__BRONFRAGMENT__:
================================

Einde inhoudsopgave
Verordening (EG) Nr. 1901/2006 betreffende geneesmiddelen voor pediatrisch gebruik en tot wijziging van Verordening (EEG) nr. 1768/92, Richtlijn 2001/20/EG, Richtlijn 2001/83/EG en Verordening (EG) nr. 726/2004
Artikel 34
Geldend
Geldend vanaf 26-01-2007
- Bronpublicatie:
12-12-2006, PbEU 2006, L 378 (uitgifte: 01-01-2006, regelingnummer: 1901/2006)
- Inwerkingtreding
26-01-2007
- Bronpublicatie inwerkingtreding:
12-12-2006, PbEU 2006, L 378 (uitgifte: 01-01-2006, regelingnummer: 1901/2006)
- Vakgebied(en)
Gezondheidsrecht / Voedsel- en warenkwaliteit
1.
In de volgende gevallen specificeert de aanvrager de follow-upmaatregelen om te waarborgen dat toezicht wordt gehouden op de werkzaamheid en de mogelijke bijwerkingen van het pediatrische gebruik van het geneesmiddel:
- a)

================================

__OPDRACHTEN__:
a) Neem uit het bronfragment letterlijk alles over, van "- Inwerkingtreding" tot en met "- Vakgebied(en)".
b) Som alle regelingen op die volgens de titel in het bronfragment door Verordening (EG) Nr. 1901/2006 worden gewijzigd.
c) Vanaf welke datum is artikel 34 volgens het bronfragment geldend?

__BRONMATERIAAL__:
================================

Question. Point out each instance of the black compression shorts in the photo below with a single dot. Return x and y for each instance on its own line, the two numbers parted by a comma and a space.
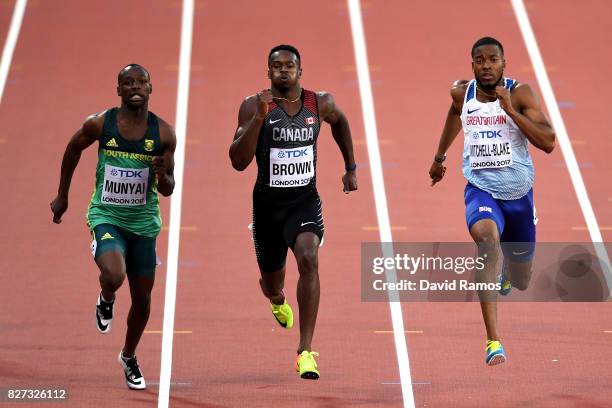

================================

__VERWACHTE UITKOMSTEN__:
a)
- Inwerkingtreding
26-01-2007
- Bronpublicatie inwerkingtreding:
12-12-2006, PbEU 2006, L 378 (uitgifte: 01-01-2006, regelingnummer: 1901/2006)
- Vakgebied(en)

b) Verordening (EEG) nr. 1768/92, Richtlijn 2001/20/EG, Richtlijn 2001/83/EG en Verordening (EG) nr. 726/2004

c) Vanaf 26-01-2007.